[SOURCE MATERIAL]

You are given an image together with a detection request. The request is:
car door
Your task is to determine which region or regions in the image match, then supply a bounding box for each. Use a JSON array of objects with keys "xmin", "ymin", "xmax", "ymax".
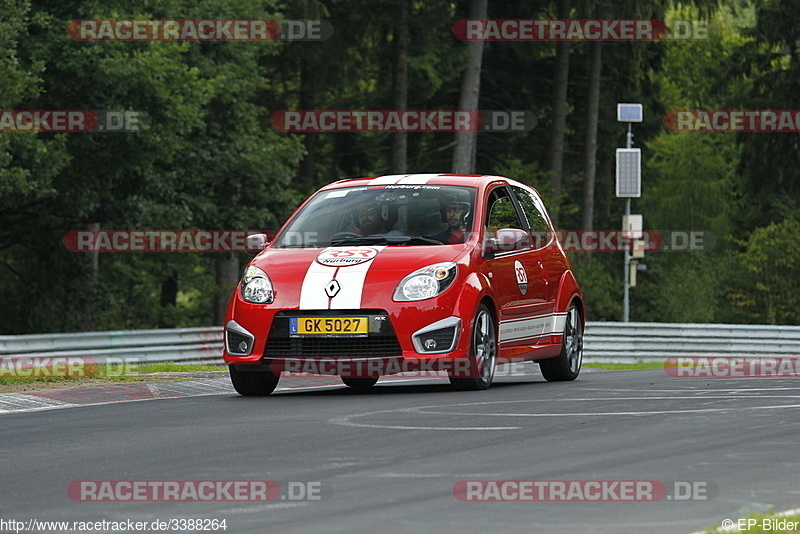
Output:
[
  {"xmin": 483, "ymin": 185, "xmax": 543, "ymax": 353},
  {"xmin": 511, "ymin": 185, "xmax": 559, "ymax": 315}
]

[/SOURCE MATERIAL]

■ **EXERCISE BRIEF**: Write out every line of the entries above exactly, and omit their pictures.

■ **SOLUTION**:
You are given an image together with a detection request. The request is:
car door
Your task is to determine which region or regions in the image match, then supply a bounding box for each. Use a JSON array of objects with keys "xmin", "ymin", "xmax", "ymax".
Output:
[
  {"xmin": 483, "ymin": 185, "xmax": 543, "ymax": 353},
  {"xmin": 511, "ymin": 185, "xmax": 559, "ymax": 315}
]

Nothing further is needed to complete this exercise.